Required task:
Please answer these questions from the text on sanctions and tax reform:
(a) How many diplomats did Russia order the US to cut from its staff?
(b) In 2015, what share of the EU's crude oil imports came from Russia?
(c) What three key components of tax reform are investment analysts looking for?

In retaliation, Russia ordered the US to cut 755 diplomats from its staff as Vladimir Putin has all but given hope that US – Russia relations can be improved under the Trump administration.
The EU launched its own sanctions on companies doing business with Russia’s energy sector in 2014 after the annexation of Crimea, but Brussels wants confirmation from Washington that the sanctions do not negatively impact EU based energy companies. EU companies with stakes in the Nord Stream 2 pipeline are highly vulnerable and a very important pipeline for Germany.
BGA Outlook: EU officials are divided over the new round of US sanctions because of the disruption it could cause for the bloc’s energy and gas markets. Oil and gas imports from Russia are paramount to the broader EU economy. In 2015, nearly 26 percent of the EU’s imports of solid fuels and over 30 percent of crude oil imports came from Russia.
Tax ReformTo put it bluntly, tax reform appears dead on arrival. Despite the Trump administration’s best efforts to revive it while Congress was away during August recess, the fight appears to be in vain. POTUS’ alienation of Senators in his own party, the varying disagreements on a reform package, and the likely inability to capture the votes (in the US Senate) make it next to impossible for an overhaul of the US tax code to be passed by the end of the year.
Reforming the US tax policy is a tough task in itself, but it’s made tougher by POTUS’ eroding political capital. Key components of tax reform that investment analyst are looking for include the corporate tax rate, carried interest and the border adjustment tax (BAT).

Dataset content:
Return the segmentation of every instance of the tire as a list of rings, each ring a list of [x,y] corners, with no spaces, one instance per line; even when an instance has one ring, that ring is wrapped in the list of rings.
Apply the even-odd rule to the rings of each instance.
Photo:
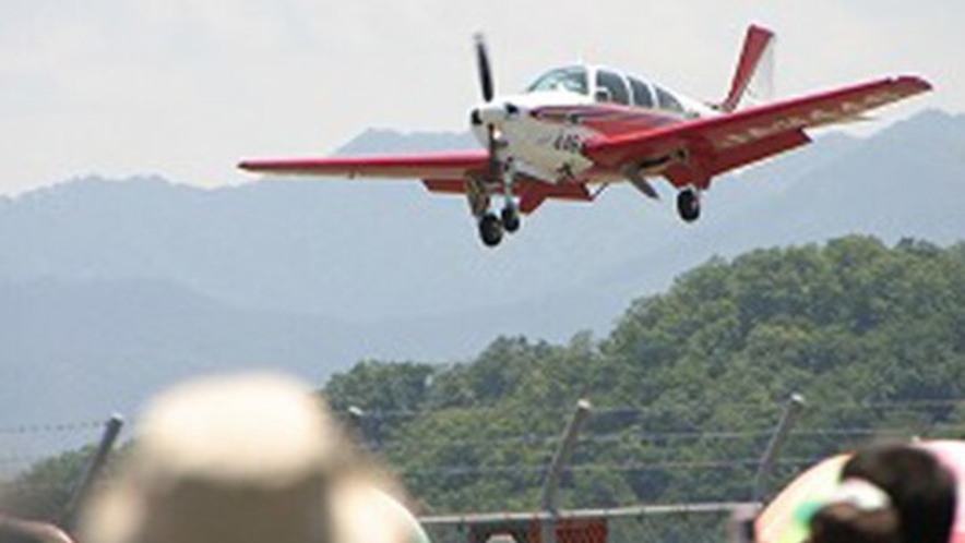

Solution for this task:
(a) 755
(b) Over 30 percent
(c) The corporate tax rate, carried interest and the border adjustment tax (BAT)